• _DOCUMENT PASSAGE_

►

Fall 2019 - LBST 330 D200
Selected Topics in Labour Studies (3)
Class Number: 9408
Delivery Method: In Person
Selected topics in areas not currently offered within the undergraduate course offerings. Students may take more than one offering of LBST Selected Topics courses for credit, as long as the topic for each offering is different.
Craft: Material Work in a Digital Age
How do we account for the recent popular enthusiasm for the local, artisanal and handmade? Does the preponderance of artisanally produced commodities suggest a shift in contemporary consumer culture beyond or against the centralized mass production of the industrial period, or do localist and ‘maker’ movements simply reflect the increasingly diffuse nature of production of the digital age? More importantly, what do these changes mean for labour and the conditions workers face in an ever more precarious world of work?

◄

• _PROBLEM A_
How many lines of the records below contain the word "black"? Reply with the number only.

• _MATERIAL SHOWN_
►

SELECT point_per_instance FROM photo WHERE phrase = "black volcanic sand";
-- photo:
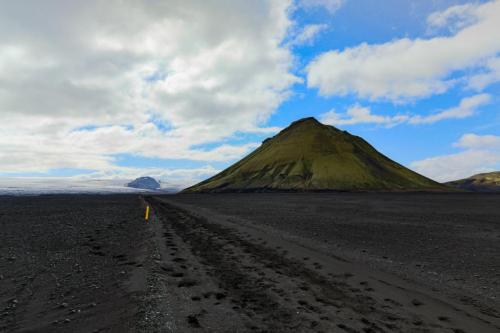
(448, 241)
(67, 263)
(244, 263)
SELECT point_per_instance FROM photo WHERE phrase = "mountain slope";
(483, 182)
(309, 156)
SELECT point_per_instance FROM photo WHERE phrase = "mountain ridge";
(311, 156)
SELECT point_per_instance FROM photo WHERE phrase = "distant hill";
(310, 156)
(483, 182)
(145, 183)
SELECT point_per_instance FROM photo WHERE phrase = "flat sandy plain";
(333, 262)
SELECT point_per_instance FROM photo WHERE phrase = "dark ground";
(448, 240)
(334, 262)
(65, 262)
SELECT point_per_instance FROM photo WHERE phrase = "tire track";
(270, 292)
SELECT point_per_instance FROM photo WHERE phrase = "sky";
(181, 89)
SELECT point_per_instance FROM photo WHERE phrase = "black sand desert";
(331, 262)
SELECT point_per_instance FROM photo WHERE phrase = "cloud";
(151, 79)
(308, 34)
(330, 5)
(490, 75)
(358, 115)
(466, 108)
(453, 18)
(473, 141)
(406, 69)
(481, 154)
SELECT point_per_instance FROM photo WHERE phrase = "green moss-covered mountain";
(483, 182)
(310, 156)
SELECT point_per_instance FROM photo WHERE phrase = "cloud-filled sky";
(181, 89)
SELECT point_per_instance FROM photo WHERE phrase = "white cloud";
(308, 34)
(473, 141)
(466, 108)
(119, 68)
(358, 115)
(406, 69)
(491, 74)
(453, 18)
(481, 154)
(330, 5)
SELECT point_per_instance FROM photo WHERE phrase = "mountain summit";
(310, 156)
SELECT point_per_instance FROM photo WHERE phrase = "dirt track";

◄

• _PROBLEM B_
What is the class number in the course listing?

• _COMPLETE OUTPUT A_
2

• _COMPLETE OUTPUT B_
9408